TASK DETAILS: What is needed is a verbatim copy of each record below.

SUPPLIED ENTRIES:
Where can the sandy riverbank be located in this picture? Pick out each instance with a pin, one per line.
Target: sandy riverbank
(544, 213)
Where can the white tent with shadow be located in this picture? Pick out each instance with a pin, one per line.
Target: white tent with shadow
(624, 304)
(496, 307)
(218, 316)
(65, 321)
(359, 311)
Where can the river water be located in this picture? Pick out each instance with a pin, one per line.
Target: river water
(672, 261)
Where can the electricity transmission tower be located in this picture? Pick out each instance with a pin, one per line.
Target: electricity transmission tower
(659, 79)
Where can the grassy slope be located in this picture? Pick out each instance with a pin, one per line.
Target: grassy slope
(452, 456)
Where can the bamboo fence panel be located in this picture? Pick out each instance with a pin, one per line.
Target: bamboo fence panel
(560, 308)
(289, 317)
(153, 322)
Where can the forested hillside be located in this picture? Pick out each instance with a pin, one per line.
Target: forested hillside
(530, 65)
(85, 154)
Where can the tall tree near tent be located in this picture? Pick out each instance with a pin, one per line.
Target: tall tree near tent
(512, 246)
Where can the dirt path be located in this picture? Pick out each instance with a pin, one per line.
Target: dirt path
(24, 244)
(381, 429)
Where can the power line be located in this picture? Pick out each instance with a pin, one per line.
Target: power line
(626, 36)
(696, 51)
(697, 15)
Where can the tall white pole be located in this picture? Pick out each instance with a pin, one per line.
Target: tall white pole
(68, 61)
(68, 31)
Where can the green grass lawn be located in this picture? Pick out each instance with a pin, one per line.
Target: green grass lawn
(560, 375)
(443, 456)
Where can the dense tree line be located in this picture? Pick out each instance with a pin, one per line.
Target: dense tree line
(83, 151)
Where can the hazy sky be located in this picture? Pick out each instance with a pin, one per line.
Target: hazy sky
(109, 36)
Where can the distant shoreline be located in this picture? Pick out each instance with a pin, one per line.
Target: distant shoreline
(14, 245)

EXPECTED ANSWER:
Where can the sandy riverbank be located in this picture? Pick out each instance with a pin, one per line.
Target: sandy riverbank
(544, 213)
Where can the white tent with shadow be located in this picture? Pick out each instance with a pin, one per line.
Target: white tent with shadow
(624, 304)
(496, 307)
(218, 316)
(65, 321)
(359, 311)
Where can the river water be located in this picture? Pick out each instance with a pin, one per line.
Target: river water
(672, 261)
Where can the electricity transmission tower be located in this picture? Pick out each instance with a pin, one per line.
Target: electricity transmission tower
(659, 79)
Where can the grassy slope be located in this picture? Pick out each instance with a pin, one per line.
Target: grassy slope
(452, 456)
Where can the bamboo fence panel be located in this picture? Pick out each instance with a pin, one per line.
Target: bamboo fence panel
(560, 308)
(289, 317)
(153, 322)
Where can the forested hillside be located in this picture? Pick out each instance with a pin, one per line.
Target: forested hillside
(530, 65)
(85, 154)
Where can the tall tree near tent be located in this picture? Pick out each instance with a pin, one per line.
Target: tall tree near tent
(512, 246)
Where can the dirt path be located in this picture? Pick out each instance with a pin, one per line.
Target: dirt path
(24, 244)
(381, 429)
Where can the power line be located in this picture? Pick out each instance with a pin, one per line.
Target: power line
(626, 36)
(696, 51)
(697, 15)
Where can the tall white pole be located in this picture? Pick out each instance with a pin, one per line.
Target: tall white pole
(68, 61)
(68, 31)
Where can the green grass lawn be located in this picture? Pick out each instance with a pin, one per line.
Target: green grass lawn
(560, 375)
(443, 456)
Where can the dense tree line be located in this picture? Pick out each instance with a pin, one per line.
Target: dense tree line
(83, 151)
Where can the hazy sky be located in this picture? Pick out each instance with a pin, one per line.
Target: hazy sky
(109, 36)
Where can the distant shoreline be located in this picture? Pick out each instance with a pin, one per line.
Target: distant shoreline
(14, 245)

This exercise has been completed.